• _Extrait du texte_:
##############################

Un mois après la violente confrontation entre la direction d’Air France et son personnel, si le syndicat des pilotes SNPL est revenu à la table des négociations, la solution est encore loin d’émergée.

« Mille postes seront bien supprimés en 2016 », a confirmé Frédéric Gagey, le P-DG d’Air France, au comité central d’entreprise le 22 octobre. Dans la foulée, il souligne cependant que les mesures pour 2017 peuvent encore être aménagées. Une précision en forme d’ultimatum à destination des syndicats de pilote revenus à la table des négociations après la violente altercation survenue début octobre et les images du DRH escaladant un grillage pour fuir les manifestants, chemise déchirée. Si la tension est redescendue, aucun des différends soulevés par le plan Perform 2020 n’est résolu. La compagnie aérienne a par ailleurs vu son chiffre d’affaires reculer de 2,4 % (à périmètre et taux de change constants et hors grève) mais son bénéfice augmenter sur les neuf premier mois de l’année : les négociations qui s’achèveront en janvier promettent d’être tendues.

##############################

• _Consignes_:
**A.** D'après le texte sur Air France, combien de postes seront supprimés en 2016 ?
**B.** Recopiez mot pour mot le passage du texte sur Air France compris entre « Un mois après » et « encore loin d’émergée. », inclus.
**C.** Poursuivez le texte sur Air France à partir de sa dernière phrase.
Les lignes qui viennent sont à part et n'ont aucun lien avec le texte sur Air France.

##############################

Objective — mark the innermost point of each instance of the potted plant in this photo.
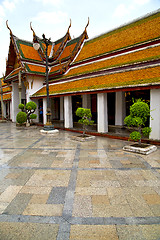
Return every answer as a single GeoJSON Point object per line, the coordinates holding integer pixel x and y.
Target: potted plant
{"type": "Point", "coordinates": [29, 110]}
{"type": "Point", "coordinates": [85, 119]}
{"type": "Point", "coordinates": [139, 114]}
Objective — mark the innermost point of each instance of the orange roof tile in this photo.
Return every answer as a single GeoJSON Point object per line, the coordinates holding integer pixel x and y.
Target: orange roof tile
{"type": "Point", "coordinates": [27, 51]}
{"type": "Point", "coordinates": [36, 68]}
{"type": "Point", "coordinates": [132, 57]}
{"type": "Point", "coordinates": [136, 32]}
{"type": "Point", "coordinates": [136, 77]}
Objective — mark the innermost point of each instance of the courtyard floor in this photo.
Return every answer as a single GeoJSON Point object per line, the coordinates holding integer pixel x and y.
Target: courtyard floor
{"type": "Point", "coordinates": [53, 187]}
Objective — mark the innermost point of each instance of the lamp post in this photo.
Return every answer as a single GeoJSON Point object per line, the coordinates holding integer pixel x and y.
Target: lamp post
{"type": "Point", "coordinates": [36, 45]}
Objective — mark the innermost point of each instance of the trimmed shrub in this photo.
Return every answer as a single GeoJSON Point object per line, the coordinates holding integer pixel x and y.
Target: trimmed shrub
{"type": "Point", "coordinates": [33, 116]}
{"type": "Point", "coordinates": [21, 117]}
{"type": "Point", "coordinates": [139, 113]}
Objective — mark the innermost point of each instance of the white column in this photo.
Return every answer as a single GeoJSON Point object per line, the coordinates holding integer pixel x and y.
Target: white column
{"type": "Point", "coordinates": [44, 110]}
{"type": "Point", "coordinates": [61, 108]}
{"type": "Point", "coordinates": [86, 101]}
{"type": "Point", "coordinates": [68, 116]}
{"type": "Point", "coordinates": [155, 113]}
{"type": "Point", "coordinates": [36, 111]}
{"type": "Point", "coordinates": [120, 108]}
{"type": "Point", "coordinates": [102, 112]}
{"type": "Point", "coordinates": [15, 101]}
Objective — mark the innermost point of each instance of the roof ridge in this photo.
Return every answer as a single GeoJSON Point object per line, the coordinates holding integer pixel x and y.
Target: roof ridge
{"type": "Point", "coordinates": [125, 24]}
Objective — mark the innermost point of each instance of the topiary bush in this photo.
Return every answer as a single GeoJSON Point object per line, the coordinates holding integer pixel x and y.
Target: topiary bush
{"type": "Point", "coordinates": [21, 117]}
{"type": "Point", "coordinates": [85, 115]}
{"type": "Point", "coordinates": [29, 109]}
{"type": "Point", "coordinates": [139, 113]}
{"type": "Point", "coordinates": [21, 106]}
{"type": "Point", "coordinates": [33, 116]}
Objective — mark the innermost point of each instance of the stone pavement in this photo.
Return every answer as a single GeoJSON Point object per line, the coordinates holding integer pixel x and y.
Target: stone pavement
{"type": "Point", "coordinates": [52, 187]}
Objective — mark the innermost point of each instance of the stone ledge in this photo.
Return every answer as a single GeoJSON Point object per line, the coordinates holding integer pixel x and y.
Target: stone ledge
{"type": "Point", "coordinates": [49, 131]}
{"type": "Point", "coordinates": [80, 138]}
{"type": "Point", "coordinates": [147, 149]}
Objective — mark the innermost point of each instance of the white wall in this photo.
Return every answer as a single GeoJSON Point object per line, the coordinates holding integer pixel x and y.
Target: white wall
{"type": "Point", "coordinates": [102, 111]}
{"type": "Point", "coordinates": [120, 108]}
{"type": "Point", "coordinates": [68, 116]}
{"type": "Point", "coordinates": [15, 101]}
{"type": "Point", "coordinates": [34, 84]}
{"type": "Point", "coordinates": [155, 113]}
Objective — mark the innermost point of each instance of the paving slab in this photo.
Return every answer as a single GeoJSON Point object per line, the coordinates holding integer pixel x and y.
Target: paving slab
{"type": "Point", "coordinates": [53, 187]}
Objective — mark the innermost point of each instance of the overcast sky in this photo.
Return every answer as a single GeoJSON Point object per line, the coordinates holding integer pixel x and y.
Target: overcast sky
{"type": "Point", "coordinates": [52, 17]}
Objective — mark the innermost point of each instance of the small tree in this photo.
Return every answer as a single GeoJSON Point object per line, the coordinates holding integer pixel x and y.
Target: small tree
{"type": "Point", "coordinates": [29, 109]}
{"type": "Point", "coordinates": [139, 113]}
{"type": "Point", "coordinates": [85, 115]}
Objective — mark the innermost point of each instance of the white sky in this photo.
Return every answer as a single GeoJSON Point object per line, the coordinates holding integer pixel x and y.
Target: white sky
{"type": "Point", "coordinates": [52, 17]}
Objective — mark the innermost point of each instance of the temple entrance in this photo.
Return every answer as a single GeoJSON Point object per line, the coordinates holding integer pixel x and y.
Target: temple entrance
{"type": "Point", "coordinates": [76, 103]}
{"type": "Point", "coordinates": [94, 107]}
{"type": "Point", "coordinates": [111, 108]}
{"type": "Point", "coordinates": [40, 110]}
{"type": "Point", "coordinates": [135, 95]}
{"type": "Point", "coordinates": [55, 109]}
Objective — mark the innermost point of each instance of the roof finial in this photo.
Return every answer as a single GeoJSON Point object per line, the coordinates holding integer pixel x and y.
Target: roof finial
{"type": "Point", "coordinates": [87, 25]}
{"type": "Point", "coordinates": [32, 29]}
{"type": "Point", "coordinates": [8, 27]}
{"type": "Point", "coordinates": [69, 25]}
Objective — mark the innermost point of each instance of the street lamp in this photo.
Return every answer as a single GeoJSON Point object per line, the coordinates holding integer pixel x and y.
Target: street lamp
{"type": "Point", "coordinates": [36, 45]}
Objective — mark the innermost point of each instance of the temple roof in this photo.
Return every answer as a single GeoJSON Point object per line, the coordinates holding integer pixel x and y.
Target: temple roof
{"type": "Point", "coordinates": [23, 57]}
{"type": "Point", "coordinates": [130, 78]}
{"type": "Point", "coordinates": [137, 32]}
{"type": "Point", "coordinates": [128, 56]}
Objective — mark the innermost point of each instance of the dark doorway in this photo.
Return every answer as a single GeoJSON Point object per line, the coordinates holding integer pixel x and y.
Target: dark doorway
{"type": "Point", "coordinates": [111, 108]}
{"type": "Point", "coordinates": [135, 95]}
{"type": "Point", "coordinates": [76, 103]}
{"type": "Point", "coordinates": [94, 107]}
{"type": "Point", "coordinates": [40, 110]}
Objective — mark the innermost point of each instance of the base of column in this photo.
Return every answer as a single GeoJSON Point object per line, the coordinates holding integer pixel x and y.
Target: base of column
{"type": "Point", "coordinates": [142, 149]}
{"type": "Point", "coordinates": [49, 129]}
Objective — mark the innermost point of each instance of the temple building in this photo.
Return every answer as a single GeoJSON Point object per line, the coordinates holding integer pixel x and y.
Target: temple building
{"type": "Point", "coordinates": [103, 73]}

##############################

• _Réponses_:
**A.** Mille postes.

**B.**
Un mois après la violente confrontation entre la direction d’Air France et son personnel, si le syndicat des pilotes SNPL est revenu à la table des négociations, la solution est encore loin d’émergée.

**C.**
Un plan d’attrition qui ne passe pas

 

Présenté en septembre 2014, le plan Perform 2020 cristallise l’opposition du Syndicat national des pilotes de ligne (SNPL), habitué à co-gérer Air France depuis la création de la compagnie. À la suite d’un mouvement de grève historique qui aurait coûté 425 millions d’euros au groupe, le SNPL avait obtenu l’abandon du volet low cost de ce projet. Ce dernier visait à étendre les activités de sa filiale à bas coût Transavia - présente uniquement en France et aux Pays-Bas - à l’ensemble de l’Europe et à unifier les contrats des pilotes des compagnies historiques avec celui des pilotes de cette filiale. Cela n'a pas suffi à faire redecscendre la tension. Pour l’état-major d’Air France, les pilotes n’ont pas tenu les engagements pris dans le cadre du plan d’économies précédent, Transform 2015, là où les hôtesses, stewards et le personnel au sol ont atteint leurs objectifs.

Jugeant les nouveaux efforts à fournir excessifs, le SNPL pratique alors la politique de la chaise vide au cours des nouvelles négociations. Le 30 septembre 2015, date butoir, la direction décide d’imposer unilatéralement son plan B faute d’accord. Et la pilule est amère. Quelque 2 900 postes seront supprimés avant 2017, le nombre de lignes sera réduit de 10 % et la flotte, amputée de quatorze appareils. L’objectif est de réaliser des gains de productivité de 10 %, pour un tiers dès 2016 et pour le reste, l’année suivante. Le jour de la présentation, les salariés manifestant laissent éclater leur colère et interrompent dans la violence la réunion du comité central d’entreprise.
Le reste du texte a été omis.